GIVEN PROBLEM 1: Pick out every line in the records below that contains the word "short", and copy each of those lines.

DOCUMENT EXTRACT:

════

Accountability should sit with the system that issued the credential, the team that owns the shared workspace, and the security function that defines revocation and detection requirements. The sandbox is only the exposure point. The governance failure is usually upstream, in weak lifecycle controls and unclear ownership of the credential itself.
Why This Matters for Security Teams
A public sandbox is often treated as disposable, but the credential inside it is not. Once a live secret leaks, the immediate question is not who clicked the wrong button in the sandbox, but who owned issuance, rotation, revocation, and detection for that credential. The failure usually sits in upstream lifecycle controls, not in the workspace where the exposure became visible. That is why NHI governance has to be explicit about ownership boundaries.
NHIMG’s 52 NHI Breaches Analysis shows how often incidents begin with secret exposure and then expand because the credential remains usable after discovery. The same pattern appears in the Guide to the Secret Sprawl Challenge, where visibility gaps make ownership unclear and response slow. Current guidance from OWASP Non-Human Identity Top 10 and NIST SP 800-53 Rev 5 Security and Privacy Controls points toward stronger ownership, least privilege, and faster revocation, but organisations still stumble on the handoff between platform, application, and security teams.
In practice, many security teams discover that the real owner was never assigned until after the exposed credential was already being used elsewhere.

════

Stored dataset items
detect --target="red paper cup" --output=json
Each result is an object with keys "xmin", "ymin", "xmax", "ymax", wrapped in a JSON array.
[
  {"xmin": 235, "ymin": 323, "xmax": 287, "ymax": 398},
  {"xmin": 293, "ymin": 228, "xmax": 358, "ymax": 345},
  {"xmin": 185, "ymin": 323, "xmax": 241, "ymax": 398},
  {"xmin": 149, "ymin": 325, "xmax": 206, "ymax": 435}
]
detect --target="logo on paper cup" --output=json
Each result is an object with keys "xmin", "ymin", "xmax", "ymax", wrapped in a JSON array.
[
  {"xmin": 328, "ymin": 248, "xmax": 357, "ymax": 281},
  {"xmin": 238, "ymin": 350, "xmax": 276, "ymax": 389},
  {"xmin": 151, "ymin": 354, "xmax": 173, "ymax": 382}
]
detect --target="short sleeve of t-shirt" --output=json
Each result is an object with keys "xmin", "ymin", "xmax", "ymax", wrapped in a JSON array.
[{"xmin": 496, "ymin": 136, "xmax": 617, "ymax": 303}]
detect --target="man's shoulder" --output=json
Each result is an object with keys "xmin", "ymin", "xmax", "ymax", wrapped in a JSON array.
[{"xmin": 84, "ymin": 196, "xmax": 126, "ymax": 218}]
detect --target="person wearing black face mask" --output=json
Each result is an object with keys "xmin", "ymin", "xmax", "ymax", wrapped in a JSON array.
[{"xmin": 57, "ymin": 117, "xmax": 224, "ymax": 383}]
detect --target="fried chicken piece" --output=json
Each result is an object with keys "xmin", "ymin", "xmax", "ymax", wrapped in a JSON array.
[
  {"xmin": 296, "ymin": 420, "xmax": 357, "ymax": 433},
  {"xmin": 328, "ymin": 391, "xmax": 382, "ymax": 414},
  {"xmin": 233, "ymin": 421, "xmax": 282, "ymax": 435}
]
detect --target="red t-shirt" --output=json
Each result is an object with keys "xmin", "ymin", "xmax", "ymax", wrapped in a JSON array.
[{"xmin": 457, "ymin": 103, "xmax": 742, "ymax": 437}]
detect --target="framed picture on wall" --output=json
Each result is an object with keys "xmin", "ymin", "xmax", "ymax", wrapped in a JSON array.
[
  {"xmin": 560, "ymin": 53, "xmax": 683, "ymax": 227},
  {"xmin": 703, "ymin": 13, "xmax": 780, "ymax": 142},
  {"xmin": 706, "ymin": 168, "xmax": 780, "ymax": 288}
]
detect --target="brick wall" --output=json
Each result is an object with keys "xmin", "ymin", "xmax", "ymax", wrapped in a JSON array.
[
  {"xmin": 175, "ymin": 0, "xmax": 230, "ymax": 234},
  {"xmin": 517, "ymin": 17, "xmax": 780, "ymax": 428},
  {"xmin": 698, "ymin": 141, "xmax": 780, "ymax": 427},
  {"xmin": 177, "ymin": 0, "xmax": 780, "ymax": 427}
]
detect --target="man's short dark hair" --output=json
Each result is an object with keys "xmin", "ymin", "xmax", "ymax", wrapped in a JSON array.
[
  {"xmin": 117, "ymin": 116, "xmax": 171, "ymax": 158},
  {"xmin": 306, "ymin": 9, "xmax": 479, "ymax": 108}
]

════

GIVEN PROBLEM 2: Transcribe the portion of the article on credential ownership above, starting at "Accountability should sit" and ending at "about ownership boundaries.".

CORRECT ANSWER 1:
detect --target="short sleeve of t-shirt" --output=json
detect --target="man's short dark hair" --output=json

CORRECT ANSWER 2:
Accountability should sit with the system that issued the credential, the team that owns the shared workspace, and the security function that defines revocation and detection requirements. The sandbox is only the exposure point. The governance failure is usually upstream, in weak lifecycle controls and unclear ownership of the credential itself.
Why This Matters for Security Teams
A public sandbox is often treated as disposable, but the credential inside it is not. Once a live secret leaks, the immediate question is not who clicked the wrong button in the sandbox, but who owned issuance, rotation, revocation, and detection for that credential. The failure usually sits in upstream lifecycle controls, not in the workspace where the exposure became visible. That is why NHI governance has to be explicit about ownership boundaries.